◆ **Task goal**: Show each line of the material below that contains the word "chef", copied whole. Case counts.

◆ **Data supplied**:
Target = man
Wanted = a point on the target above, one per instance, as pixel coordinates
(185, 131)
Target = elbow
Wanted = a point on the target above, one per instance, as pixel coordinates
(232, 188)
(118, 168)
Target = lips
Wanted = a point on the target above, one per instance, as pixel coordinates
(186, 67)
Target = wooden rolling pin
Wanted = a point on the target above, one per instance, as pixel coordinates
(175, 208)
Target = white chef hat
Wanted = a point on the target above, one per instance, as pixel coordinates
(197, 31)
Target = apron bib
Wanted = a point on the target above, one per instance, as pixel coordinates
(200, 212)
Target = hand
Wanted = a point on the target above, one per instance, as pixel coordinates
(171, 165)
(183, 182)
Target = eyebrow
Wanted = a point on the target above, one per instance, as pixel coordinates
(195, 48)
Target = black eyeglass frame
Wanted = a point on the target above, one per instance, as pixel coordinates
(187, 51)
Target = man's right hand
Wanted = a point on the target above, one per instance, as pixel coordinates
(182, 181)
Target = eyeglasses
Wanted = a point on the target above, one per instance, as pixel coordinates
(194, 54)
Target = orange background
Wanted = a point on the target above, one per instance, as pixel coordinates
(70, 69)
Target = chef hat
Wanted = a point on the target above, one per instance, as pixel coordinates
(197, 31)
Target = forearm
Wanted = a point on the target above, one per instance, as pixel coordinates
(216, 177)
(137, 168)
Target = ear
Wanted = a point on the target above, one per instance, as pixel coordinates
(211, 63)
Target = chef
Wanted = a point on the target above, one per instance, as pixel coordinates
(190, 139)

--

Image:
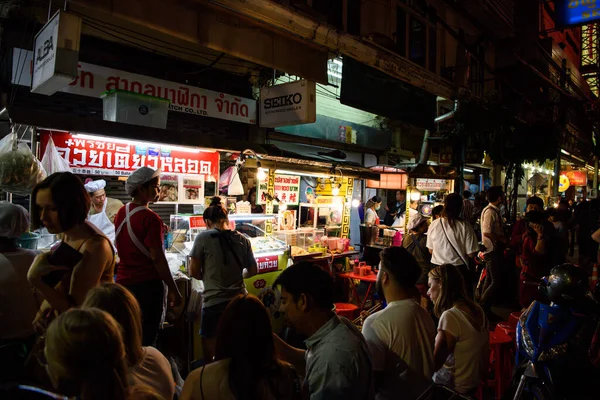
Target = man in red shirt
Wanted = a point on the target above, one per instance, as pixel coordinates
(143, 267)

◆ **The solution**:
Target = white chef hat
Target = chef hat
Target = chef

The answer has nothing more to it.